▶ **Excerpts of pointing data**
────
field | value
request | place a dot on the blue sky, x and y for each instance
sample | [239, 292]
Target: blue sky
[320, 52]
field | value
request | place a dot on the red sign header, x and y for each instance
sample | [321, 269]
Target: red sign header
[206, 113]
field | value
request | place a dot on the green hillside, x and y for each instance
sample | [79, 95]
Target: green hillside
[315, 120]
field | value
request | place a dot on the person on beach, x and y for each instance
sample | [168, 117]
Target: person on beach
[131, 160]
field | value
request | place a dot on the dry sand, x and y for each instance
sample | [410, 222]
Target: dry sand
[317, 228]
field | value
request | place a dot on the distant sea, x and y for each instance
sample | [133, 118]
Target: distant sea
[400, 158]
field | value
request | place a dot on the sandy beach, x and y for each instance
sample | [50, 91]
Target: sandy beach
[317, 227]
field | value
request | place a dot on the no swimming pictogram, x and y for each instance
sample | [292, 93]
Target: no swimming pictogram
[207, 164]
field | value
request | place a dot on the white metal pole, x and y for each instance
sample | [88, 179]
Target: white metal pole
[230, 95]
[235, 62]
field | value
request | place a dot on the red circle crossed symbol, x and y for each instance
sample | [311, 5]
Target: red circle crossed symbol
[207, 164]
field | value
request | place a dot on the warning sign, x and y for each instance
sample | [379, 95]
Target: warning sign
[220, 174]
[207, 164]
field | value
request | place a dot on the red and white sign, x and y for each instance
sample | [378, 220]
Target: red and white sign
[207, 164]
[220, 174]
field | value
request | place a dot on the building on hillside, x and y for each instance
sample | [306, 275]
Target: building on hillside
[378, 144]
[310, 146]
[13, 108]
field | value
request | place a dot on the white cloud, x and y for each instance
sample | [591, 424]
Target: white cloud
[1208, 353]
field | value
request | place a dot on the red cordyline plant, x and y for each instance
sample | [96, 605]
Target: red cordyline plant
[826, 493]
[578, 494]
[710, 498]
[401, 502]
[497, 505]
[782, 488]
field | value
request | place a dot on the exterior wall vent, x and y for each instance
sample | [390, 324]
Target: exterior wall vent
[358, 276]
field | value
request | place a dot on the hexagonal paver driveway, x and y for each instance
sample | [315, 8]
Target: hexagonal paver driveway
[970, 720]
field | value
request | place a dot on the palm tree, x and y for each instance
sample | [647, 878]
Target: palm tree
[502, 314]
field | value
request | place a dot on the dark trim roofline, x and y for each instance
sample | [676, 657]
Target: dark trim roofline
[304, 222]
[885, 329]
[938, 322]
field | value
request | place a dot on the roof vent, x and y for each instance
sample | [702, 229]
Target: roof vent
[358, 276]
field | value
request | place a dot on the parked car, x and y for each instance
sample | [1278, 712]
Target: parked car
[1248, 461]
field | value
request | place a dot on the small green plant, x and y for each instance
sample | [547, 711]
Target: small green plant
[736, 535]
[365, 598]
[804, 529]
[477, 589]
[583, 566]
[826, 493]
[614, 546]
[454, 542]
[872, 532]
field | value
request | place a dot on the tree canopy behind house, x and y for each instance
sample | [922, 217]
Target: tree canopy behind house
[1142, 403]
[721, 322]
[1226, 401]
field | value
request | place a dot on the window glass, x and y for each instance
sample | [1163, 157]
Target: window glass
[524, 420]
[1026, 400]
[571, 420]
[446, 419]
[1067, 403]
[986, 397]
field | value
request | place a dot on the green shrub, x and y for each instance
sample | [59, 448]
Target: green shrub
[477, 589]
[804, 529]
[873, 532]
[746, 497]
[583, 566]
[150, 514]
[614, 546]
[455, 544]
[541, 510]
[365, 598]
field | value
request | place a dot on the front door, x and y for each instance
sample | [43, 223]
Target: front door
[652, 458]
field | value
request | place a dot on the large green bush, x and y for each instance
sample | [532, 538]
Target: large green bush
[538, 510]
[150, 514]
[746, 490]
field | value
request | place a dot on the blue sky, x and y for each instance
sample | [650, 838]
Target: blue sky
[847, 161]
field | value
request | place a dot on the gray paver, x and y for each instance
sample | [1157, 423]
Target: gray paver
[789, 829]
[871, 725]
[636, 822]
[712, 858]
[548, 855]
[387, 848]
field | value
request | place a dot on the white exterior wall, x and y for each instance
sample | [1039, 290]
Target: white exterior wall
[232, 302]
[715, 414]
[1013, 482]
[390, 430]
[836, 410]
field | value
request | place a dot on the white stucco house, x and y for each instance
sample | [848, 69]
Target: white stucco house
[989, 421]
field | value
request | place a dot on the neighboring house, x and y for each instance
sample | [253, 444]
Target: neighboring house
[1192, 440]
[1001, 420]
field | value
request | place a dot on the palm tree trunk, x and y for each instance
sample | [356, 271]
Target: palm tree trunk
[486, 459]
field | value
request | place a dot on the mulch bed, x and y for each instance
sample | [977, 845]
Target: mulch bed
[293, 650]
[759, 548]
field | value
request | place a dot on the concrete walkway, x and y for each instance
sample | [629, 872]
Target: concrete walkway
────
▶ **YOUR OBJECTIVE**
Every line of the data above should be reproduced word for word.

▶ **EXERCISE RESULT**
field | value
request | place a dot on the blue sky, x and y for each instance
sample | [239, 292]
Target: blue sky
[320, 52]
field | value
request | place a dot on the red sign header, x and y for each instance
sample | [321, 269]
Target: red sign header
[206, 113]
field | value
request | place a dot on the green hillside, x and y for each instance
sample | [79, 95]
Target: green hillside
[315, 120]
field | value
request | place a dot on the person on beach, x and y for each instance
sample | [168, 117]
Target: person on beach
[131, 160]
field | value
request | place a dot on the dry sand, x and y for each instance
sample | [410, 222]
Target: dry sand
[317, 228]
field | value
request | place a dot on the distant sea, x and y for each instance
sample | [133, 118]
Target: distant sea
[400, 158]
field | value
request | place a dot on the sandy beach, x and y for each instance
sample | [50, 91]
Target: sandy beach
[317, 227]
field | value
request | place a dot on the no swimming pictogram, x and y for each instance
sample | [292, 93]
Target: no swimming pictogram
[207, 164]
field | value
request | place a dot on the white metal pole, x and y for each instance
sample | [88, 179]
Target: white metal pole
[230, 95]
[235, 62]
field | value
request | place a dot on the red circle crossed symbol, x and y for each instance
sample | [311, 5]
Target: red circle crossed symbol
[207, 164]
field | value
request | place a dot on the warning sign, x and y for each instance
sample | [379, 95]
Target: warning sign
[220, 174]
[207, 164]
field | value
request | place a dot on the red and white sign, x and y for each instance
sample | [378, 220]
Target: red and white sign
[207, 164]
[220, 174]
field | value
request | place a dot on the building on hillside, x and y for each instance
sample | [306, 275]
Target: building on hillside
[378, 144]
[310, 146]
[13, 108]
field | value
request | place a dot on the white cloud, x and y for each instance
sample | [591, 424]
Target: white cloud
[1208, 353]
field | value
request | place a dot on the red cordyline plant, x and y for each instance
sample | [96, 605]
Target: red cordyline plant
[826, 493]
[578, 494]
[710, 498]
[401, 502]
[497, 505]
[782, 488]
field | value
request | place a dot on the exterior wall vent, x and y for each instance
sample | [390, 324]
Target: exterior wall vent
[358, 276]
field | value
request | place a dot on the hexagonal paver driveway, x and y for each instance
sample | [315, 8]
Target: hexagonal paver driveway
[970, 720]
field | value
request | place a dot on the palm tree, x and y for each instance
sample | [647, 878]
Target: palm tree
[502, 314]
field | value
request | place a dot on the dark trim roofline, x and y for each instance
sample | [676, 657]
Target: dark trim roofline
[304, 222]
[885, 329]
[938, 322]
field | value
request | place a dot on the roof vent, x and y for each instance
sample | [702, 229]
Target: roof vent
[358, 276]
field | value
request | place a dot on the parked car, x and y for each instance
sample | [1278, 712]
Target: parked car
[1248, 461]
field | value
request | place a dot on the small green plant, x and y for each instance
sample | [547, 711]
Target: small green plant
[736, 535]
[365, 598]
[804, 529]
[477, 589]
[583, 566]
[826, 493]
[614, 546]
[454, 542]
[872, 532]
field | value
request | place a dot on the tree canopy behind house, x and y for each instance
sample | [922, 217]
Target: tree canopy behind house
[1142, 403]
[721, 322]
[1226, 401]
field | value
request | place a dot on the window glass, x and y for each instance
sample | [1163, 157]
Target: window glass
[524, 420]
[1026, 400]
[571, 420]
[446, 419]
[1067, 403]
[986, 397]
field | value
request | place a dot on the green shrub, x and y for each instance
sample | [59, 448]
Target: green shrub
[477, 589]
[804, 529]
[873, 532]
[746, 497]
[583, 566]
[150, 514]
[614, 546]
[455, 544]
[541, 510]
[365, 598]
field | value
request | place a dot on the front door, x and y for each instance
sample | [43, 223]
Target: front door
[652, 458]
field | value
request | place a dot on the large green bush, x and y for each instance
sample | [532, 538]
Target: large green bush
[538, 510]
[150, 514]
[746, 490]
field | value
request | place a dot on the blue sky, x and y for each instance
sample | [650, 838]
Target: blue sky
[847, 161]
field | value
request | place a dot on the gray paver, x and y for each instance
sample | [1157, 423]
Target: gray paver
[789, 829]
[871, 725]
[636, 822]
[712, 858]
[548, 855]
[387, 848]
field | value
request | place a dot on the white exterior wall, x and y for each instance
sample | [1039, 290]
Target: white exterior wall
[232, 302]
[715, 414]
[1013, 482]
[390, 430]
[836, 410]
field | value
request | place a dot on the white stucco house, x and y for each instance
sample | [848, 69]
Target: white stucco house
[989, 421]
field | value
request | place a dot on the neighboring house, x and y for each instance
sample | [253, 444]
Target: neighboring house
[1192, 440]
[1001, 420]
field | value
request | place a dot on the palm tree trunk, x and y for each instance
sample | [356, 271]
Target: palm tree trunk
[486, 459]
field | value
request | place a dot on the mulch bed, x and y for each instance
sample | [977, 845]
Target: mulch bed
[293, 650]
[759, 548]
field | value
request | place a dot on the concrete walkway, x and y for each instance
sample | [629, 872]
Target: concrete walkway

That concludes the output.